>>>

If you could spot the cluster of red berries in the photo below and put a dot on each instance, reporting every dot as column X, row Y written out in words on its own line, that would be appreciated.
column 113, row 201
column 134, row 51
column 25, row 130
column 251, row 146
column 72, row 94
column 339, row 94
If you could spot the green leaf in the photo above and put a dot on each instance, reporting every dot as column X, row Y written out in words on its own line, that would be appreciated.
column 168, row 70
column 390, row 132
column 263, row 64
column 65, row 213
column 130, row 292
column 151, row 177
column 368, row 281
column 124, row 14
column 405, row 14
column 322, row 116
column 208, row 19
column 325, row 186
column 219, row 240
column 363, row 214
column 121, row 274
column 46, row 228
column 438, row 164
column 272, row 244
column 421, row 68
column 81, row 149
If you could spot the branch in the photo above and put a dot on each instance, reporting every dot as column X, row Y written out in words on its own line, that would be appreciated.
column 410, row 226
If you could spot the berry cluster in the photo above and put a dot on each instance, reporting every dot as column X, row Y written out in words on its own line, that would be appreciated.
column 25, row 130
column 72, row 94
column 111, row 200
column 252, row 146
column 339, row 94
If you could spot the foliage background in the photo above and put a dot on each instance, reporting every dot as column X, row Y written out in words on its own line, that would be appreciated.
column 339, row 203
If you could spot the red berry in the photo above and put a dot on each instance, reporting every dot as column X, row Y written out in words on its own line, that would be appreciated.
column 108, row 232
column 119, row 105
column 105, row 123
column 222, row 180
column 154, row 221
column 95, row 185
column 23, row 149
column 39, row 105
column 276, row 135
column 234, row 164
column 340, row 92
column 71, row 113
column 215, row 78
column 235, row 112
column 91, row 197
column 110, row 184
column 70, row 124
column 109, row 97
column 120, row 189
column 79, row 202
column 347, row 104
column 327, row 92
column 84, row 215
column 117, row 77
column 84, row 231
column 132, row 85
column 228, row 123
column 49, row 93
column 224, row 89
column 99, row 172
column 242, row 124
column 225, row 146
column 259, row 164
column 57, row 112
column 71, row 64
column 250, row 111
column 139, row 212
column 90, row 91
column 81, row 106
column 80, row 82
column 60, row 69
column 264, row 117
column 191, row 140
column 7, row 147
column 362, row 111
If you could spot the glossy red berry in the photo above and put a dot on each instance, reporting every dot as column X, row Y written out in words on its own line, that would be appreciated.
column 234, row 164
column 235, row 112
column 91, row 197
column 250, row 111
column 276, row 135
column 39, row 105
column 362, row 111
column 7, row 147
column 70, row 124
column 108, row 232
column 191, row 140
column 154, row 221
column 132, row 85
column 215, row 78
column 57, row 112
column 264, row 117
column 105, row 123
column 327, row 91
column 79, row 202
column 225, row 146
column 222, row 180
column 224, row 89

<<<

### WHAT THE TASK REQUIRES
Restate all of the lines in the material exactly as they are.

### EXERCISE ANSWER
If you could spot the cluster of red berries in the photo below and put a dot on each instance, reporting every dot as column X, row Y written out in words on its own line, that would be appreciated.
column 113, row 201
column 134, row 51
column 25, row 130
column 251, row 146
column 72, row 94
column 339, row 94
If you could spot the green leaf in the photo above and put a dot on each instance, reporting every dot as column X, row Y written out in words on its own line, that would be appreciated.
column 168, row 70
column 390, row 132
column 263, row 64
column 65, row 213
column 130, row 292
column 151, row 177
column 368, row 281
column 124, row 14
column 405, row 14
column 322, row 116
column 208, row 19
column 325, row 186
column 219, row 240
column 363, row 214
column 121, row 274
column 46, row 228
column 438, row 164
column 272, row 244
column 421, row 68
column 81, row 149
If you could spot the branch in the photo above and put a dot on each instance, reporting every dot as column X, row Y written out in words on its own line, that would be appreciated.
column 410, row 226
If you could spot the berry cluster in the photo above and put a dot on each instance, reporting every dot as column X, row Y written out in words on its own line, that would be appreciated.
column 25, row 130
column 72, row 94
column 111, row 200
column 252, row 146
column 339, row 94
If you could spot the foliage background in the photo above and put a dot on each instance, reporting every dot as column X, row Y written out in words on its own line, that would be appreciated.
column 339, row 203
If you could spot the red berry in the photo above and put a dot on each instance, reporting every dot as column X, row Y written out in words on its own line, that would be appreciated.
column 108, row 232
column 119, row 105
column 105, row 123
column 222, row 180
column 154, row 221
column 95, row 185
column 23, row 149
column 39, row 105
column 276, row 135
column 234, row 164
column 340, row 92
column 71, row 113
column 215, row 78
column 235, row 112
column 91, row 197
column 110, row 184
column 70, row 124
column 109, row 97
column 120, row 189
column 79, row 202
column 347, row 104
column 327, row 92
column 84, row 215
column 117, row 77
column 84, row 231
column 132, row 85
column 228, row 123
column 49, row 93
column 224, row 89
column 99, row 172
column 242, row 124
column 225, row 146
column 259, row 164
column 57, row 112
column 71, row 64
column 250, row 111
column 139, row 212
column 90, row 91
column 81, row 106
column 80, row 82
column 60, row 69
column 264, row 117
column 191, row 140
column 7, row 147
column 362, row 111
If you could spot the glossy red berry in the photo above and put a dot on each instance, reporting every dot as column X, row Y written out in words on its own line, that would be appreciated.
column 234, row 164
column 235, row 112
column 91, row 197
column 250, row 111
column 276, row 135
column 39, row 105
column 362, row 111
column 7, row 147
column 70, row 124
column 108, row 232
column 191, row 140
column 154, row 221
column 132, row 85
column 215, row 78
column 57, row 112
column 264, row 117
column 105, row 123
column 327, row 91
column 79, row 202
column 225, row 146
column 222, row 180
column 224, row 89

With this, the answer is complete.